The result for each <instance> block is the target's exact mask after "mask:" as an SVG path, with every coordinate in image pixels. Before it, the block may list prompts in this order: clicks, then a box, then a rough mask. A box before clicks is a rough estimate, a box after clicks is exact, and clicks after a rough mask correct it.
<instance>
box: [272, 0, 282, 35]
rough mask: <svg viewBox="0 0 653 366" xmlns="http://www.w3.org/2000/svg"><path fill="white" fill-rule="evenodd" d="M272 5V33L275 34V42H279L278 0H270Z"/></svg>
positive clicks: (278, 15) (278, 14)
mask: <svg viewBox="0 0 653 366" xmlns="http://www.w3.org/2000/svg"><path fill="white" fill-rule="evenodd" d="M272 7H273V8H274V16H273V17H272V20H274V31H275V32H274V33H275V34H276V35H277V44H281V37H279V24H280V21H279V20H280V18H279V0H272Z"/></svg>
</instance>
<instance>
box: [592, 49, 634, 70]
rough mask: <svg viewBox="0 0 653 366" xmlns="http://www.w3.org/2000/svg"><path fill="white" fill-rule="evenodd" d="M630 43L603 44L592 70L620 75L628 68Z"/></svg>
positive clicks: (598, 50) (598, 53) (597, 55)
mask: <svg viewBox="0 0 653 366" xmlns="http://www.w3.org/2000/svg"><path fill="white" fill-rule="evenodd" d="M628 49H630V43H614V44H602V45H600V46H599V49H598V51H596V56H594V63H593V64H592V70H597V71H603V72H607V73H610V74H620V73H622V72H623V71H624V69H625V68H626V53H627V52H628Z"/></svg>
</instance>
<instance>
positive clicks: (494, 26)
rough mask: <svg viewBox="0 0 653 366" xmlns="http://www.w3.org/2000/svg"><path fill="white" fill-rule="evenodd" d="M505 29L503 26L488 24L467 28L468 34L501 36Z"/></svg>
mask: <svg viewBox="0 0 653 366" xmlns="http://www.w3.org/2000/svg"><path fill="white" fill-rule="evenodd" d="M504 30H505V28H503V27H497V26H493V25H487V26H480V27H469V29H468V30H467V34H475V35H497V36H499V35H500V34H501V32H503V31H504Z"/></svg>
-----
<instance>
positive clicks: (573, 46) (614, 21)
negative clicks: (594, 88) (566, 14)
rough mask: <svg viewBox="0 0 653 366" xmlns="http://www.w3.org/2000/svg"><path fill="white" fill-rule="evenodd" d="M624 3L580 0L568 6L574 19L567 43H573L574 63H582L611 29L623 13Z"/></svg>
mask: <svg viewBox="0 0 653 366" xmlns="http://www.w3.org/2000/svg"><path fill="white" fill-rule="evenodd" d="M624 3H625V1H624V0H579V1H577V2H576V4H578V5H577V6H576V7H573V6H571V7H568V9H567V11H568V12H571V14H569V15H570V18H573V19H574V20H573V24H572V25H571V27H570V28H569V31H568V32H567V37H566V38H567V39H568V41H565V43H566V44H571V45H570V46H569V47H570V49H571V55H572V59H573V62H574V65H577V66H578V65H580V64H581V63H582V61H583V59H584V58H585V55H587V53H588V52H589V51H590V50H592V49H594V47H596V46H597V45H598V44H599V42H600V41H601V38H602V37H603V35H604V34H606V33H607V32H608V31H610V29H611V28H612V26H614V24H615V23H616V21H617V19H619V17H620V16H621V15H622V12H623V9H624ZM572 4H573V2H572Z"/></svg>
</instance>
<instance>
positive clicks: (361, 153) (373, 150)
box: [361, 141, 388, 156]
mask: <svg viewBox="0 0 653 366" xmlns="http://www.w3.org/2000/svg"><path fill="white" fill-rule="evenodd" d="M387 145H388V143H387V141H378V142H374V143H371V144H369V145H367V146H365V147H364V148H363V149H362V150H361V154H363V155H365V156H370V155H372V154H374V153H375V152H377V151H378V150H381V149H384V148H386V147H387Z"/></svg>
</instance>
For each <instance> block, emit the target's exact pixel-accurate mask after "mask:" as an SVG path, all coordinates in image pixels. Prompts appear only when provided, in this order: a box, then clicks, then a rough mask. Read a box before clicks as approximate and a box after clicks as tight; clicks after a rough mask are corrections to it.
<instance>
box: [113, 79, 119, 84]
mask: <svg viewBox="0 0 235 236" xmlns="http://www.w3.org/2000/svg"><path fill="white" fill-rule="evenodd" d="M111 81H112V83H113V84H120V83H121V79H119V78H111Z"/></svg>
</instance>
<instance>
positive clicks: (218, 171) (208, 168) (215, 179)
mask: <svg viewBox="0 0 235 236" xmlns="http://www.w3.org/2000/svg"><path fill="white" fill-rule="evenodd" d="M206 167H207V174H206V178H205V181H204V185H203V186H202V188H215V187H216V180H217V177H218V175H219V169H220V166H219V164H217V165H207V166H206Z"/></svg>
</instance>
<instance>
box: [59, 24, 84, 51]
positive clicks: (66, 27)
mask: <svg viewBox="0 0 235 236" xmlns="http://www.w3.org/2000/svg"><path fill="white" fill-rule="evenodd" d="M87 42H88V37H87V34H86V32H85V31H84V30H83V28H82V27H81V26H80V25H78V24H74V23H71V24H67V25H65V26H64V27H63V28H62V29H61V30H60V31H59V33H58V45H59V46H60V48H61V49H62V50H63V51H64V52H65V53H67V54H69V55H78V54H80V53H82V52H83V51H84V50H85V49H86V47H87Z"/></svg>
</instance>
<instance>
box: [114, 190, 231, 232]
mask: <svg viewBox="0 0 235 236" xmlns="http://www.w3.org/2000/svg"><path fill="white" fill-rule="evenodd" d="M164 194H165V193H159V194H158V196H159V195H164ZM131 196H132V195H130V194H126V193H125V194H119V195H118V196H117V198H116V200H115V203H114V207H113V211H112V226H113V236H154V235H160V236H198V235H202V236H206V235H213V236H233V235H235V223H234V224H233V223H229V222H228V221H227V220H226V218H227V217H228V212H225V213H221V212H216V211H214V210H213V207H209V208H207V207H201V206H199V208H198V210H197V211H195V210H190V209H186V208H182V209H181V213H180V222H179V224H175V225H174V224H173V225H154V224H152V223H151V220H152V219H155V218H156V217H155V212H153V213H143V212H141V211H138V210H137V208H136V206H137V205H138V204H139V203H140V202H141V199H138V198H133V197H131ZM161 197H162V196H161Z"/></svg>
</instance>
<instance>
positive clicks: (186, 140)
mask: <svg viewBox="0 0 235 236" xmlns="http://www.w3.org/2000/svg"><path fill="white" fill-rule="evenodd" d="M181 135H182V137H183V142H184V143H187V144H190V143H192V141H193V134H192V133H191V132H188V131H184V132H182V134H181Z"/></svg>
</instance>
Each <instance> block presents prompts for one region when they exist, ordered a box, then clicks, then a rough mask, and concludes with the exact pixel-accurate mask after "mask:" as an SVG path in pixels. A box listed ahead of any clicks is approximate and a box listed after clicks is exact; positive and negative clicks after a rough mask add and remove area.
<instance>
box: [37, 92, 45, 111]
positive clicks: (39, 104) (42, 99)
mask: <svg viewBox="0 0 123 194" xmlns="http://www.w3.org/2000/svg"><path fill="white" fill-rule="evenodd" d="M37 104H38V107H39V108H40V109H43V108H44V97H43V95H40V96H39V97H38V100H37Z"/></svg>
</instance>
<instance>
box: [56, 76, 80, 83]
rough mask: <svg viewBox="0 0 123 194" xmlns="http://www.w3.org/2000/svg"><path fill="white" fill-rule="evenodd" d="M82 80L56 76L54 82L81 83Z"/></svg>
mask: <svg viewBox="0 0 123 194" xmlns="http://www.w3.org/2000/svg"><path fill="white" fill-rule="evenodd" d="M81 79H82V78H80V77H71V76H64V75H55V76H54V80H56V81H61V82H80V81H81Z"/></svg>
-----
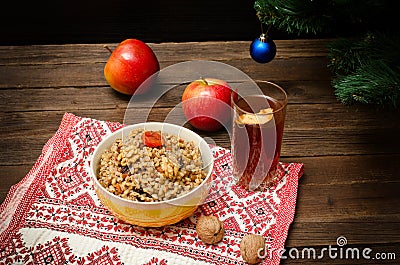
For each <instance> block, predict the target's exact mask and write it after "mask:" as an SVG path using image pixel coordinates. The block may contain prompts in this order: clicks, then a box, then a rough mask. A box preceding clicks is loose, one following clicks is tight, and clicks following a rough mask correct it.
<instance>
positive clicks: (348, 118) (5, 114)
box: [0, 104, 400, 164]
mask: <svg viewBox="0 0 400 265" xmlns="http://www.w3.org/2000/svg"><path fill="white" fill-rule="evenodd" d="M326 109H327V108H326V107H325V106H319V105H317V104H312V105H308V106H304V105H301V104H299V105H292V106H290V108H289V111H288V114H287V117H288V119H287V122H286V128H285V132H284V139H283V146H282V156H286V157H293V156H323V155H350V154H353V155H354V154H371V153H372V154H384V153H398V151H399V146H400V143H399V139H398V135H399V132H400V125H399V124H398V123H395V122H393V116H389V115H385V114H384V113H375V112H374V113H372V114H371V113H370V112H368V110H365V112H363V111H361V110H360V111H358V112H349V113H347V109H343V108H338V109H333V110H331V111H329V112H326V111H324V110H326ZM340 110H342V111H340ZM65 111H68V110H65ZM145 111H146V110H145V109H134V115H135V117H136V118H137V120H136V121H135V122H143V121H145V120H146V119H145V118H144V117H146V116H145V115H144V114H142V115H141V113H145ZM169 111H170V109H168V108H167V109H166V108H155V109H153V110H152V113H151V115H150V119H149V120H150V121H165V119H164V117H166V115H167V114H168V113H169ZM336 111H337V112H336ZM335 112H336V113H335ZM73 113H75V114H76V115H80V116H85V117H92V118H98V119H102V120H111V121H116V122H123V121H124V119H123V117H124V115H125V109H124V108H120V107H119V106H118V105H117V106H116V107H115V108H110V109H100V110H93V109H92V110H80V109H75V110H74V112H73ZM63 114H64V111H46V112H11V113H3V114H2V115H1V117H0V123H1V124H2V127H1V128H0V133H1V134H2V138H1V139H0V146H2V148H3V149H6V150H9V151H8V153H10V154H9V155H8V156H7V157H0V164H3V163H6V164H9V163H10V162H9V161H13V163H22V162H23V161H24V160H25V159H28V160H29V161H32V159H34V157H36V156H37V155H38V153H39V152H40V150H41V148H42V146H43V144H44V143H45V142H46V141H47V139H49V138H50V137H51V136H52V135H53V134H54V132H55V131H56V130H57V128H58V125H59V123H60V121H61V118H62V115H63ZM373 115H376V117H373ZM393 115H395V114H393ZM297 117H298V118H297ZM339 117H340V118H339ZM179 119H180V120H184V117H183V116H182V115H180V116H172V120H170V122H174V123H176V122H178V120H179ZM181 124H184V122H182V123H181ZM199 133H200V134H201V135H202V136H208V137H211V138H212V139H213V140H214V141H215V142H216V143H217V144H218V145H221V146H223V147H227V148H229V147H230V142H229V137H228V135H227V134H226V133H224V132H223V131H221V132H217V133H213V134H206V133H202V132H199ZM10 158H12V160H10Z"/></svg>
-----
• [What to produce]: Count the lines in the entries above that contain the string "negative", and reply with that number alone.

• [Result of this exercise]: 2